> **EXERCISE A**
Copy the Chi2 Hydrae passage word for word, starting at "Chi2 Hydrae, Latinised" and ending at "of about 5.7.".
> **EXERCISE B**
Answer these from the Chi2 Hydrae passage:
(i) What annual parallax shift is given for the system?
(ii) How long is its orbital period?
(iii) By how much does the eclipse of the secondary reduce the system's magnitude?

> **SELECTED EXTRACT**
★ ★ ★ ★
{{DISPLAYTITLE:Chi2 Hydrae}}

Chi2 Hydrae, Latinised from χ2 Hydrae, is a binary star system in the equatorial constellation of Hydra. Based upon an annual parallax shift of 4.6 mas as seen from Earth, it is located roughly 685 light years from the Sun. It is visible to the naked eye with a combined apparent visual magnitude of about 5.7.

This is a detached eclipsing binary star system with an orbital period of 2.27 days and an essentially circular orbit having a measured eccentricity of 0.00. The eclipse of the primary by the secondary component reduces the visual magnitude of the system by 0.29, while the eclipse of the secondary diminishes the magnitude by 0.27.
★ ★ ★ ★
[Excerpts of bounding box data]

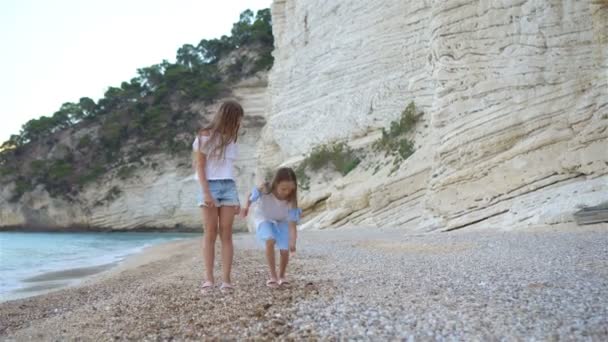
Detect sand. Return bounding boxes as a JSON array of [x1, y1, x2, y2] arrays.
[[0, 225, 608, 341]]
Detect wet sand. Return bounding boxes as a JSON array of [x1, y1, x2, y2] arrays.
[[0, 225, 608, 341]]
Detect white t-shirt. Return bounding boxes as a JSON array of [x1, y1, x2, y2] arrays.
[[192, 135, 238, 180], [249, 188, 302, 227]]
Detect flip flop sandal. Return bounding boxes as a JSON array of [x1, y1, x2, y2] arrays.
[[201, 281, 214, 294], [266, 279, 279, 289], [220, 283, 234, 293]]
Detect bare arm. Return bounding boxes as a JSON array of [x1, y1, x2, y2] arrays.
[[241, 185, 265, 218], [196, 151, 214, 207], [289, 222, 298, 253]]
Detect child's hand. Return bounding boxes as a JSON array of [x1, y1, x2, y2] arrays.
[[289, 239, 296, 255]]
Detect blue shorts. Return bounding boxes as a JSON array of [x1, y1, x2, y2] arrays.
[[255, 221, 289, 251], [198, 179, 239, 207]]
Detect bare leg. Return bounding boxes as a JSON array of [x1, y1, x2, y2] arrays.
[[202, 207, 218, 283], [219, 207, 235, 285], [279, 250, 289, 279], [266, 240, 277, 281]]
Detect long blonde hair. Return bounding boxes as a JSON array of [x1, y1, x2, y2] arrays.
[[198, 101, 245, 159]]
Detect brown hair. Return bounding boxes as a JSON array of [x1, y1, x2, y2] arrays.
[[199, 101, 245, 159], [264, 167, 298, 208]]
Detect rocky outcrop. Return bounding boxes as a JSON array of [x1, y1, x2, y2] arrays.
[[258, 0, 608, 230]]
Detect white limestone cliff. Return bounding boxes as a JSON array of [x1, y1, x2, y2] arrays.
[[258, 0, 608, 230]]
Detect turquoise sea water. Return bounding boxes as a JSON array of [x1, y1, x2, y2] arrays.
[[0, 232, 197, 300]]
★ ★ ★ ★
> **FULL RESPONSE A**
Chi2 Hydrae, Latinised from χ2 Hydrae, is a binary star system in the equatorial constellation of Hydra. Based upon an annual parallax shift of 4.6 mas as seen from Earth, it is located roughly 685 light years from the Sun. It is visible to the naked eye with a combined apparent visual magnitude of about 5.7.

> **FULL RESPONSE B**
(i) 4.6 mas
(ii) 2.27 days
(iii) 0.27